* Text segment
# Sub locations...



## Sonnie (Apr 11, 2006)

I decided tonight I would do a little experimenting with sub locations on my two SVS PB12-Plus/2's. 

I took a couple dozen or so measurements leaving one sub in the front right corner and moving the other sub around. I measured one sub and both subs on various tests. All of these below are with both subs since I will ultimately be using both subs.

First I took a normal "as they were" measurement which proved to be what I'd been getting unfiltered on a regular basis. Nothing unusual... 

*M1...*









------------

Next I tried moving them around... changing the way they were sitting... mostly minor changes and kept getting pretty much the same response as above. Then I moved the left one 1/4 out from the corner of the room and got the response below. Below is the test with both subs running... I forgot to save the one with the one sub... but basically there was very little difference below 60hz, except the output was down 3-4db. Above 60hz there were some more noticeable differences.

*M2...*









--------------

I moved the left sub up the wall a couple feet at a time... taking several measurements at 0, 45, 90, 135, 180 degrees phase. None of them were impressive at all. I changed the crossover levels on one or both... various combinations but couldn't get anything to look right. Finally I moved the sub to the rear of the room... can't get it in a corner because there is really no back corner with the 45 degree wall on each side. Below is the measurement at 180 degree phase.... I'm thinkin' rear of the room... that what it needs to be. The area from 20-25hz really suffered but I did notice the 40hz area got a little better.

*M3...*









---------------

Next I tried 90 degrees phase... ugly. Then I said okay... let me just see what 0 degrees will look like for the sake of it. Surprisingly it looked pretty good. Got rid of the 40hz problem... minor nip of a dip at 29hz but it dropped like a cliff at 60hz.

*M4...*









------------

So I thought... hmmm... why not try moving that crossover to 60hz and lets see if it's a cancellation issue that we might can eliminate by eliminating that response somewhat in that area. So I set it at 60hz on the rear sub and left the front as is at 80hz. No doubt the best non-filtered response I've seen in my room thus far.

*M5...*









--------

All of these above were measured with both subs tuned to 16hz. So I thought... okay let me try 20hz and 25hz and see what happens. I tried both and then one... nope... for some reason none of those looked good no matter what I did. Here's the 20hz tuned on just the rear sub... front sub still at 16hz.

*M6...*









---------

So I went back to my best unfiltered response and chunked a few filters in there to smooth it out with a small house curve and remeasured.... I listened to a few DVDs and I'm pretty impressed. I don't know if it's my imagination and/or just knowing that the one sub is back there or maybe some localization (even though it's crossed over back there at 60hz) or what... but the bass just kind of envelops me in a way that I like. It's really sounds good.

*M7...*











I'm about to watch the Chronicles of Riddick in HD-DVD and really test them.


----------



## Jack Gilvey (May 8, 2006)

* Extracted information
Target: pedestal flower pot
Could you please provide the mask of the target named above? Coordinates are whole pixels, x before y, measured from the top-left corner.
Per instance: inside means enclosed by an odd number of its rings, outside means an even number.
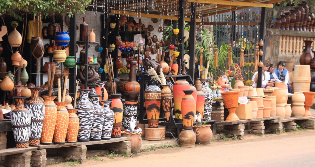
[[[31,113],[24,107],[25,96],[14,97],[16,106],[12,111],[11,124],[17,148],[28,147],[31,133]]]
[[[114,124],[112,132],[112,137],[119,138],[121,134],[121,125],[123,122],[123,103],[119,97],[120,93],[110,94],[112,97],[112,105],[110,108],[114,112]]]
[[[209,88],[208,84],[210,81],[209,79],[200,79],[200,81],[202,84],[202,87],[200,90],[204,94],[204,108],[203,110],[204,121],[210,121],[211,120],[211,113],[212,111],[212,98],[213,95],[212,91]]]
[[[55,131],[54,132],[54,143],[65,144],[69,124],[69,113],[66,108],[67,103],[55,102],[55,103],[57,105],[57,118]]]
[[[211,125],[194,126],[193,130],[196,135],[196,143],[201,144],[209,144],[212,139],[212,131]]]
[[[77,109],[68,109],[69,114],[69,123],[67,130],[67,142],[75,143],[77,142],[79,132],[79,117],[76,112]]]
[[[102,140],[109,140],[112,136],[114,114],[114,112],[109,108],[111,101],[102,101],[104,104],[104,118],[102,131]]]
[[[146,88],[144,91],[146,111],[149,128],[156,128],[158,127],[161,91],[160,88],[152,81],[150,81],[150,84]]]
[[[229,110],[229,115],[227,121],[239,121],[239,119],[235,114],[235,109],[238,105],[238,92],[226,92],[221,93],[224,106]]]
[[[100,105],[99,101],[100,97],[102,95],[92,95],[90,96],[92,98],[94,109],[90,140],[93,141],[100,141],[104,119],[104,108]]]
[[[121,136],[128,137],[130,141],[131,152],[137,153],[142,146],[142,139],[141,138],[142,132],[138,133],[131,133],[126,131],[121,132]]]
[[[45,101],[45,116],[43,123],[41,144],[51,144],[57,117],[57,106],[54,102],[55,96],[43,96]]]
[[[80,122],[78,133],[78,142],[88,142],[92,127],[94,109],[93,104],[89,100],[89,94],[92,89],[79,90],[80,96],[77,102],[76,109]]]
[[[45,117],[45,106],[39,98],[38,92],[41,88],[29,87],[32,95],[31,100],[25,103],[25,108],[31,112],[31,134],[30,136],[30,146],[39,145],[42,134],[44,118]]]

* Exercise
In three sentences, summarize the forum post on subwoofer locations.

* Exercise output
The poster experimented with placing two SVS PB12-Plus/2 subwoofers by leaving one in the front right corner, moving the other around the room, and taking measurements at various phase and crossover settings. After moving the second sub to the rear of the room, setting its crossover to 60 Hz, and leaving the front sub at 80 Hz, the poster got the best unfiltered response yet measured in the room. With a few filters and a small house curve added, the bass seemed to envelop the listener and sounded really good.